Region segmentation data:
⁂

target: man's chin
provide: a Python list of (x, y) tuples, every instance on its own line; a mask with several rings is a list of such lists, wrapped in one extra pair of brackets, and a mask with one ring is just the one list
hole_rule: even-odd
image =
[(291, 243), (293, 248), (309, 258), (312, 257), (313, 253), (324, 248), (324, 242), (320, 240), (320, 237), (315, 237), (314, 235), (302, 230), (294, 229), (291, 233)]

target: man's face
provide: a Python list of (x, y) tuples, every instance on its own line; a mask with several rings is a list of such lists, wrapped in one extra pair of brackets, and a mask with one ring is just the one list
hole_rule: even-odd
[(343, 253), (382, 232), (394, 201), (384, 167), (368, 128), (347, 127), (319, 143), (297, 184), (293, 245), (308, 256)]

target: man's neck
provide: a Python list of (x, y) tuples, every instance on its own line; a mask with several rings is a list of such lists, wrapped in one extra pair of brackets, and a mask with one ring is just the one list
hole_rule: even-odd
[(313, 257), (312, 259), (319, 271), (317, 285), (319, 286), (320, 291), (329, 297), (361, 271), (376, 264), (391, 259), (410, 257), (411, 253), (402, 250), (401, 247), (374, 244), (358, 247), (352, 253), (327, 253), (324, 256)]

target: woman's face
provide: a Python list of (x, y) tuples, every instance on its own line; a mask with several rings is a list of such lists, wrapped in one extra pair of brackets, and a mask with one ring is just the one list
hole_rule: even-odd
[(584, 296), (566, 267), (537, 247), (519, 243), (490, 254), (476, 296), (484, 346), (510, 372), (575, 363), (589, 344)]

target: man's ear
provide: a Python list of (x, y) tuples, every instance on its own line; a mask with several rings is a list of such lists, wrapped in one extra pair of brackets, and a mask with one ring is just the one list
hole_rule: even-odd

⁂

Task details -
Rewrite all the rows above, replacing every "hole_rule" with "fill_rule" and leaving everything else the same.

Response to the task -
target: man's chin
provide: a Python list of (x, y) tuples, every instance on its own line; a mask with several rings is a list of such lists, wrapped in one extra pair of brackets, and a mask with one ring is just the one list
fill_rule: even-odd
image =
[(291, 243), (293, 248), (309, 258), (312, 257), (313, 253), (324, 248), (324, 242), (320, 240), (320, 237), (315, 237), (314, 235), (302, 230), (294, 229), (291, 233)]

target: man's face
provide: a Python list of (x, y) tuples, every instance on its own line; a mask with several rings is a list of such lists, wrapped in one extra pair of brackets, and a mask with one ring is just the one list
fill_rule: even-odd
[(343, 253), (382, 232), (394, 201), (384, 167), (368, 128), (347, 127), (319, 143), (297, 184), (293, 245), (308, 256)]

target: man's neck
provide: a Python list of (x, y) tuples, every instance on its own line; a mask with several rings is a list of such lists, wrapped in one extra pair of brackets, and a mask with one ring is just the one list
fill_rule: even-odd
[(313, 257), (312, 259), (319, 271), (317, 285), (319, 286), (320, 291), (329, 297), (361, 271), (376, 264), (391, 259), (410, 257), (411, 253), (402, 250), (401, 247), (374, 244), (358, 247), (352, 253), (327, 253), (324, 256)]

target: woman's face
provide: a Python list of (x, y) tuples, every instance on its own line; a mask with several rings is a list of such lists, wrapped in one extra pair of brackets, and a mask with one ring is just the one list
fill_rule: even-odd
[(584, 296), (566, 267), (537, 247), (519, 243), (490, 254), (476, 296), (484, 346), (510, 372), (575, 363), (589, 344)]

target: man's ear
provide: a Python list of (x, y) tuples, every instance on its own line; a mask with several rings is a list of such lists, wrapped in one extra pair of brackets, and a mask with one ring is just the one list
fill_rule: even-odd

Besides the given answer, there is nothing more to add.